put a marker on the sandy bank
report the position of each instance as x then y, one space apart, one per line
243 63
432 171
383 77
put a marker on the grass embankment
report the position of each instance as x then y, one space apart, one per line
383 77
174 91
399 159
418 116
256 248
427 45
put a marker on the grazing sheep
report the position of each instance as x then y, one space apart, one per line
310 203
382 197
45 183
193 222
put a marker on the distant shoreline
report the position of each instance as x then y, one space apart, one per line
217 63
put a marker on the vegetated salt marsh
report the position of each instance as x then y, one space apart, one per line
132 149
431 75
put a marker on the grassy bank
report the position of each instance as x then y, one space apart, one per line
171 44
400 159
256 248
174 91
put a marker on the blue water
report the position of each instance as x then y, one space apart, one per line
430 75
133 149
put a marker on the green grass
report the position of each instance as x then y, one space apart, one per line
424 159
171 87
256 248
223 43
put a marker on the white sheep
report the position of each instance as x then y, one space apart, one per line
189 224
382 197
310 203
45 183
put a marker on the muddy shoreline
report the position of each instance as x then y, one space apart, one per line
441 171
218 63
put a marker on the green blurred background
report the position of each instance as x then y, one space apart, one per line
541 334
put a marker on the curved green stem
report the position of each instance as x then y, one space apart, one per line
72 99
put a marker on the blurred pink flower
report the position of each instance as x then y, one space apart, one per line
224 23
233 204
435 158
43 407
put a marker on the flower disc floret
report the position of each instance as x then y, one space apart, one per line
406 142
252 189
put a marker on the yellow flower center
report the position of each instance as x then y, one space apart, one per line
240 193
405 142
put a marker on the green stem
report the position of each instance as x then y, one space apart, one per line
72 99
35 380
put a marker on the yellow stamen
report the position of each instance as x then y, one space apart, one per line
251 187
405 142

☆ ☆ ☆

*THE TASK:*
Lines before the one containing "put a marker on the grass embankment" are not wanted; please set down that line and every line after it through the end of the material, exactly.

*ANSWER TO THIS TASK:*
put a marker on the grass embankment
report the position of each instance as x then y, one space apart, one per line
383 77
174 91
399 159
418 116
256 248
427 45
put a marker on the grazing sheep
report the position of each instance as x then y, one space apart, one per line
310 203
382 197
45 183
193 222
put a marker on the distant shoreline
report the position of each instance as x then y, one space apart, one per line
217 63
put a marker on the vegetated salt marsh
report the position of each instance as x then y, one space apart, one per line
132 149
431 75
put a marker on the grassy bank
report the position of each instance as x then y, one space apart, one per line
171 44
400 159
256 248
174 91
put a marker on the blue water
report the position of each instance as x then y, one space apart, one per line
430 75
133 149
put a marker on the green grass
report the position of each instance as x then y, one space apart, one per line
424 159
171 87
256 248
223 43
put a marker on the white sheep
report the position of each instance as x then y, one space apart, one per line
189 224
382 197
310 203
45 183
put a marker on the muddy shoreline
report the position of each instance as x then y, one space apart, one per line
441 171
218 63
put a marker on the green blurred background
report the position of each instance as x then y, one space apart, one per line
541 334
put a marker on the curved green stem
report the position of each instance as x then y, one space apart, one per line
72 99
put a marker on the blurred pink flower
report the position of each instance as x then y, one space apart, one per line
224 23
233 204
435 158
43 407
put a marker on the flower disc floret
report the position of each instance as x then y, one space apart, one per line
406 142
252 189
put a marker on the yellow flower center
report the position of each instance as x then y, one space apart, one per line
240 193
405 142
put a marker on the green stem
report the position of each instance as x then y, one space apart, one per line
72 99
35 380
put a marker on the yellow stamen
report the position of each instance as x then y, one space apart, one per line
251 187
405 142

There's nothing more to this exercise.